● THE DATA
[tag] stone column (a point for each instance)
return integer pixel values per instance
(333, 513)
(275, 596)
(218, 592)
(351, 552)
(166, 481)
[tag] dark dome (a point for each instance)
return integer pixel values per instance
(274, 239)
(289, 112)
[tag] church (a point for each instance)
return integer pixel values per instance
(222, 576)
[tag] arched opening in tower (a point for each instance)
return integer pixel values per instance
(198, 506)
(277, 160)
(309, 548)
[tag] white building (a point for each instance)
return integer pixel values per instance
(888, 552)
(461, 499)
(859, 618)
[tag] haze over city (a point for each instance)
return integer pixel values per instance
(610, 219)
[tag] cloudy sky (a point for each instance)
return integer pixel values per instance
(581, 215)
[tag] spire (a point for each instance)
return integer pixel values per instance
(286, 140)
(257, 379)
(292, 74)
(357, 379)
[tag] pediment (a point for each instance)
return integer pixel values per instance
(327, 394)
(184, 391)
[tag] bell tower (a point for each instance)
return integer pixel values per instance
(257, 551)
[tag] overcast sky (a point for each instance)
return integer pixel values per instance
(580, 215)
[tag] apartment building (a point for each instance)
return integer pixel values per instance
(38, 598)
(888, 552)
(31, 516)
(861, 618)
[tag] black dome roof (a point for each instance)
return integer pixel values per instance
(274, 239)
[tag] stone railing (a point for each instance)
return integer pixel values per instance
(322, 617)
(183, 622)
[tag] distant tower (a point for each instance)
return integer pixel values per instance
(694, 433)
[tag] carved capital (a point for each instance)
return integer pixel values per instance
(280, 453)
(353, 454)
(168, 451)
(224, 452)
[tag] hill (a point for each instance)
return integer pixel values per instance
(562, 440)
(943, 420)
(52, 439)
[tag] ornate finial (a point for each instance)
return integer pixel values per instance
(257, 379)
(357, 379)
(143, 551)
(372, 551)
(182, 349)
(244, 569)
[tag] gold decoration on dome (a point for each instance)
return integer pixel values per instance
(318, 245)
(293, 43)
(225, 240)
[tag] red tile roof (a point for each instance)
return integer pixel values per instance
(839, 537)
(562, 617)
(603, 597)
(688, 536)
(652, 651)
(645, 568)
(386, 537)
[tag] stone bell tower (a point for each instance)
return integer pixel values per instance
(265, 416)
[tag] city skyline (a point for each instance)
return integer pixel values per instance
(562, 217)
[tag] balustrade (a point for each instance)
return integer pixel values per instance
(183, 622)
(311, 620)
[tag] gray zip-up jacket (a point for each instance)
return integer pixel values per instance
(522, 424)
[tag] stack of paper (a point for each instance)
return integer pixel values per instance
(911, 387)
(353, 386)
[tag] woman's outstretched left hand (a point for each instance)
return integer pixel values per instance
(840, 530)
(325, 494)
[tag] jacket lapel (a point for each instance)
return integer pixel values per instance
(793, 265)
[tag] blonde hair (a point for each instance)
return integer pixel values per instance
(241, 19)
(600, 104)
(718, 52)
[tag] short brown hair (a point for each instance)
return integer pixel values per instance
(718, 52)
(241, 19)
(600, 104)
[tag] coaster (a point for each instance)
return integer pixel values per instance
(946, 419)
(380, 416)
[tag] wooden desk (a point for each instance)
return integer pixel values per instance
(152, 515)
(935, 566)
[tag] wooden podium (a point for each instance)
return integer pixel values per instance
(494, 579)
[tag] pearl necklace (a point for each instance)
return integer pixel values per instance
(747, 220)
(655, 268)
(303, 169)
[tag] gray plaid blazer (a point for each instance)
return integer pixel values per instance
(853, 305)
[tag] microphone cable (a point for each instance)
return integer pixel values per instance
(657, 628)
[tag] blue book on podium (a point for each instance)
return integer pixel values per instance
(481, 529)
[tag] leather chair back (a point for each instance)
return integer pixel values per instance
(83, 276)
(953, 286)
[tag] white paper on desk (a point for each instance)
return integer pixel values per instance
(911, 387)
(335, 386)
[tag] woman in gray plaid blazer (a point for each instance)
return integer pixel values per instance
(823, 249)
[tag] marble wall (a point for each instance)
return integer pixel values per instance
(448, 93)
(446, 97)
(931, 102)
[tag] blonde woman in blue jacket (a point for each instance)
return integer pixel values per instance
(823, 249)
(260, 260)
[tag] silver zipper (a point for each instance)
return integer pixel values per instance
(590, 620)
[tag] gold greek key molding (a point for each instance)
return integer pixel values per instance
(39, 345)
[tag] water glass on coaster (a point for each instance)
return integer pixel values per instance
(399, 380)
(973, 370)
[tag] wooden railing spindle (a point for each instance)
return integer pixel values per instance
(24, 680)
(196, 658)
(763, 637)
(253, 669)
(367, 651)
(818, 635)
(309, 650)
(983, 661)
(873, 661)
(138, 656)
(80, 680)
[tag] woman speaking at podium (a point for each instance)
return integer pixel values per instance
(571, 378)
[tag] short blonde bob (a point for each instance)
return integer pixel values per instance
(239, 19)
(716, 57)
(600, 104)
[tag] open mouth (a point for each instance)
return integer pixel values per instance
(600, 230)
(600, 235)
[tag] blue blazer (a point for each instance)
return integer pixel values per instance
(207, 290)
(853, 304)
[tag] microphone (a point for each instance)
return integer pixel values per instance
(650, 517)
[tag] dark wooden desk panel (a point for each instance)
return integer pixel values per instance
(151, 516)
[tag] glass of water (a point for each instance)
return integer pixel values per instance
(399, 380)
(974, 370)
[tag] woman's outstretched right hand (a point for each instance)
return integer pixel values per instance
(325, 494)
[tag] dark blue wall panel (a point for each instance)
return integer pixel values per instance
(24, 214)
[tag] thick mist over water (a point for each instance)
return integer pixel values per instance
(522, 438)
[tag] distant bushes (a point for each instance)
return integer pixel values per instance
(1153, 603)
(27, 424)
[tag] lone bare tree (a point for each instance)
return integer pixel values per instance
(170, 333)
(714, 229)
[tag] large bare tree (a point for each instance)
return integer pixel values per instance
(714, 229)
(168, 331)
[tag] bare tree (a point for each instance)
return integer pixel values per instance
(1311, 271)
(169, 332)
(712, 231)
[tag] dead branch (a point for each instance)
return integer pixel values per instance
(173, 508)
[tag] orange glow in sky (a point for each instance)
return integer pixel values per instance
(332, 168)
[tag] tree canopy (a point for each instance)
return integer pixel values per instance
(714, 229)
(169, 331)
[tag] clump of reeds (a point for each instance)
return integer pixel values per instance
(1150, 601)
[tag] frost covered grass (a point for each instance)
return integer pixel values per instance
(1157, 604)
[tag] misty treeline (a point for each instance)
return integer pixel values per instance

● THE PROBLEM
Write down, word for word, the lines above from the one containing "[tag] stack of" through the one containing "[tag] blue book", both ends included.

● SOLUTION TO THE EXERCISE
[tag] stack of paper (a point for each instance)
return integer pixel values per instance
(911, 387)
(353, 386)
[tag] woman's outstretched left hand (a point for each instance)
return integer pixel values per instance
(840, 530)
(325, 494)
[tag] jacket lapel (a point for each instance)
return integer pixel values per instance
(793, 265)
[tag] blonde hair (a point for each instance)
return integer pixel values per instance
(241, 19)
(600, 104)
(718, 52)
[tag] short brown hair (a point for each instance)
return integer pixel values per instance
(718, 52)
(241, 19)
(600, 104)
[tag] coaster (a point for each instance)
return integer pixel values per instance
(946, 419)
(380, 416)
[tag] wooden desk (a point for each instance)
return integer pixel values per instance
(152, 515)
(935, 566)
[tag] wooden podium (a point for each instance)
return integer pixel values per instance
(494, 579)
[tag] pearl necklace (a point for each instance)
return integer pixel values per instance
(747, 220)
(655, 268)
(303, 169)
[tag] gray plaid blazer (a point for each instance)
return integer pixel values per instance
(853, 305)
[tag] microphone cable (a point for each instance)
return integer pixel values per instance
(657, 628)
[tag] blue book on podium (a point for each instance)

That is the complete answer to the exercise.